Of all the lines in these entries, count those that contain "railway" and give only the total.

Data extracted from a collection

###

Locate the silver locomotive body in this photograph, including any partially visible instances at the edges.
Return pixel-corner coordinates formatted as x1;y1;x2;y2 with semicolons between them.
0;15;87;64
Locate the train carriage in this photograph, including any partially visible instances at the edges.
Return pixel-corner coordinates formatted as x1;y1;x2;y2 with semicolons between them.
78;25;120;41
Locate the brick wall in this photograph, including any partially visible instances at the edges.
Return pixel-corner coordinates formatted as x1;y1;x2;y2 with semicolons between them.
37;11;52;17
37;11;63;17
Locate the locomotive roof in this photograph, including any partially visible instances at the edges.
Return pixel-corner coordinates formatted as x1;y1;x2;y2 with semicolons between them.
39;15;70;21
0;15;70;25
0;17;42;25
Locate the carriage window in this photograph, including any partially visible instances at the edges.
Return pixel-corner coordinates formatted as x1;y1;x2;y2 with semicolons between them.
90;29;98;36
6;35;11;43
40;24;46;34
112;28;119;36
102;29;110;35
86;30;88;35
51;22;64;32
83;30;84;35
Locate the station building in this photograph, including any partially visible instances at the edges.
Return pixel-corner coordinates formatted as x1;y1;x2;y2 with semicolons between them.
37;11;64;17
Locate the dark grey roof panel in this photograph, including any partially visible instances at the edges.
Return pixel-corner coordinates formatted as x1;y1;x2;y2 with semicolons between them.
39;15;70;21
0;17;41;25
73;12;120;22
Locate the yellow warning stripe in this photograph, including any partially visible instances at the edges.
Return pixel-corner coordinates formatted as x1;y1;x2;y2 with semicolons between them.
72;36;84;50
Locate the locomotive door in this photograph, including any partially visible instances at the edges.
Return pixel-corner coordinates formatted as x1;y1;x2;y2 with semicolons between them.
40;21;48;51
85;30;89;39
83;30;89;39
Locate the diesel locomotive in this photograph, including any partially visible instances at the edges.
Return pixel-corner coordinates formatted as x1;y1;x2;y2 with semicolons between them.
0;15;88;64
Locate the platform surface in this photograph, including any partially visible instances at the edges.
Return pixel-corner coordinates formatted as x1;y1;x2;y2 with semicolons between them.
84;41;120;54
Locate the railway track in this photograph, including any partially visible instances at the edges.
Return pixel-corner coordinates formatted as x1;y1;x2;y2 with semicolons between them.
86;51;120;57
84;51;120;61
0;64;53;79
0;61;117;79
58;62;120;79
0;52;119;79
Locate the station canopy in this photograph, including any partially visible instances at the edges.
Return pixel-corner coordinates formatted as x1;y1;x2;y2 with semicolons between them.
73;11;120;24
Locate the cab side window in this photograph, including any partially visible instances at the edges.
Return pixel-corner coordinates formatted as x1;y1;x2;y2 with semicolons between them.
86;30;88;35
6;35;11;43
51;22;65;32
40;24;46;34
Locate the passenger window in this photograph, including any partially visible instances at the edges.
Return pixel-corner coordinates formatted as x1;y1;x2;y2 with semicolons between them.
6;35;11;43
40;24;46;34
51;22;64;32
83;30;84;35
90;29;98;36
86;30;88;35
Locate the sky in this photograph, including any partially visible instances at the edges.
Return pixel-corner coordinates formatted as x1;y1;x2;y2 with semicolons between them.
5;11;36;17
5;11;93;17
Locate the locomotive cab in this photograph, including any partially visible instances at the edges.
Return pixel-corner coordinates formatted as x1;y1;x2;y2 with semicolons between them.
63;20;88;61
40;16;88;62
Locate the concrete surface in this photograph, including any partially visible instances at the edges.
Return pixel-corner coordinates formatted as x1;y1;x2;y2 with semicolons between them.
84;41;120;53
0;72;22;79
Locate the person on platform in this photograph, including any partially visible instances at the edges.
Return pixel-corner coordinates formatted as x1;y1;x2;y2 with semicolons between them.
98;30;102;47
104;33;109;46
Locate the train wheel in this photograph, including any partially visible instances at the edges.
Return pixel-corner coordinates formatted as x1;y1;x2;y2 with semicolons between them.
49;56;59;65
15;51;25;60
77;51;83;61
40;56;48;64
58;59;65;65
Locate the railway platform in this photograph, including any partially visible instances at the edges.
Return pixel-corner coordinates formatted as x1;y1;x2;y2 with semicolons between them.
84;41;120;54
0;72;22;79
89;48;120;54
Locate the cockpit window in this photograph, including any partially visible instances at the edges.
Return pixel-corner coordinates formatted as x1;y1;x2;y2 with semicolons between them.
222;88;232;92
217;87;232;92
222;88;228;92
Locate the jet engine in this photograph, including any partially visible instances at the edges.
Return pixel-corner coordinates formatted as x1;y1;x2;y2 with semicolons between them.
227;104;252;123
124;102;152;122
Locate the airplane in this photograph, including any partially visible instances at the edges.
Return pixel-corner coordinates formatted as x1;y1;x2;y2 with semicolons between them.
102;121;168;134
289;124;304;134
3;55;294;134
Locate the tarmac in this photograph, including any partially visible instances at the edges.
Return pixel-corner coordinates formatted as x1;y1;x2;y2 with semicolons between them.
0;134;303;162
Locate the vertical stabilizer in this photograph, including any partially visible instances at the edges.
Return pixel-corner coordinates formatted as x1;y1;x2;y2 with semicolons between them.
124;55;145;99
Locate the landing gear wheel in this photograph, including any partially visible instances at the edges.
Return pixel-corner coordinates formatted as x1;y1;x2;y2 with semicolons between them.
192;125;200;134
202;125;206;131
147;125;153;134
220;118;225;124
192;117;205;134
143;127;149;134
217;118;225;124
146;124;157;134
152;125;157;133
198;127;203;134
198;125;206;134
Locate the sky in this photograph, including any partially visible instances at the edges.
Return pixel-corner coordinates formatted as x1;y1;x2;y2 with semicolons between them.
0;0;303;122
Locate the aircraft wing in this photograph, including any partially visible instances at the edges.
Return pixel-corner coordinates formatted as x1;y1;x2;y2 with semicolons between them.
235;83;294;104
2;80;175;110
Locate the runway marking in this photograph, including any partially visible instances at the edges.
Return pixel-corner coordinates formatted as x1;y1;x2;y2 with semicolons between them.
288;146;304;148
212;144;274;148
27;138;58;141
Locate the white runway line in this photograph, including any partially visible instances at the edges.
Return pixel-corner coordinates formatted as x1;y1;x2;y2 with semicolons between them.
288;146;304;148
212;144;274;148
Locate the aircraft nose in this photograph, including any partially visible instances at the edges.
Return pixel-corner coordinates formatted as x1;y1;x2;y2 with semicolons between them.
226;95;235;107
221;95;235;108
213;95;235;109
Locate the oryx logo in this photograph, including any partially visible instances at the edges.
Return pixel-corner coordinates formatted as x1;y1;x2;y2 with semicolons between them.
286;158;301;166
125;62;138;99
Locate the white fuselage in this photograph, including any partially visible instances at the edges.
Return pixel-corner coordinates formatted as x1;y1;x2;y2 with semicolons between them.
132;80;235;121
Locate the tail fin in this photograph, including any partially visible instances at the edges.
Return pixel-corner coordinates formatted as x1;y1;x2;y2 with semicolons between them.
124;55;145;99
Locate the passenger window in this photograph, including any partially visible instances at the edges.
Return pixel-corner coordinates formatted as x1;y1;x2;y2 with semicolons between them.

###

Answer to the exercise
2